## PROBLEM DETAILS
Please copy exactly the lines that begin with the one containing "Target: gravel ground" and end with the last line of the entries.

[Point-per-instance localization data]
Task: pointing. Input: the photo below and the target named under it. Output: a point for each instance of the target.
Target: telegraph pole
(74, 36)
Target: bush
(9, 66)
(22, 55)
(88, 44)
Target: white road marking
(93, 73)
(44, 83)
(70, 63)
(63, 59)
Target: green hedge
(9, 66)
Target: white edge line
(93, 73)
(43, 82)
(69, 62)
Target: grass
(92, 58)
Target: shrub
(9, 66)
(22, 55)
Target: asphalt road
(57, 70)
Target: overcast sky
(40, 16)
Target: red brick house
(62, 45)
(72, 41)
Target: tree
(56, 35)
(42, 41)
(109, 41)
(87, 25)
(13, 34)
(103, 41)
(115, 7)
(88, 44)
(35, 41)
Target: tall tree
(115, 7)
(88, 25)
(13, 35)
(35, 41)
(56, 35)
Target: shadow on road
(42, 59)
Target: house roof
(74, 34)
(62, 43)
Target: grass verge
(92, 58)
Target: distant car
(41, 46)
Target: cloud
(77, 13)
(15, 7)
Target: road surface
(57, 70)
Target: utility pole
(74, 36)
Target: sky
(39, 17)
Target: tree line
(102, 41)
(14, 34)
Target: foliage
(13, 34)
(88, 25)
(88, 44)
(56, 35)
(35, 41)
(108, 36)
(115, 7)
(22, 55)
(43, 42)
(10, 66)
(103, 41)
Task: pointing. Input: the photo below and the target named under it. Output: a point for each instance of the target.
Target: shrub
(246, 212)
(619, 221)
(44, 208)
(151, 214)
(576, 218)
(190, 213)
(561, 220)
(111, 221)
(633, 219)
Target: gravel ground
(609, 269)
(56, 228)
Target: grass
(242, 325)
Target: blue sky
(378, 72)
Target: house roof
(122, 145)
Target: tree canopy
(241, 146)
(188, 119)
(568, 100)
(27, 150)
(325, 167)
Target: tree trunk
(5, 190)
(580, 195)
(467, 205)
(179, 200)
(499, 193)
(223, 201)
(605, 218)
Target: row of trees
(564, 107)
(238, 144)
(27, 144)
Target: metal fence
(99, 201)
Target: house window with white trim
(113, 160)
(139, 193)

## SOLUTION TO THE PROBLEM
Target: gravel ground
(609, 269)
(56, 228)
Target: grass
(242, 325)
Target: blue sky
(378, 72)
Target: house roof
(122, 145)
Target: tree canopy
(241, 146)
(188, 119)
(568, 100)
(27, 150)
(325, 167)
Target: tree trunk
(5, 190)
(580, 195)
(467, 205)
(179, 200)
(499, 193)
(223, 201)
(605, 218)
Target: row of trees
(564, 107)
(238, 144)
(27, 144)
Target: metal fence
(99, 201)
Target: house window with white trim
(113, 160)
(139, 193)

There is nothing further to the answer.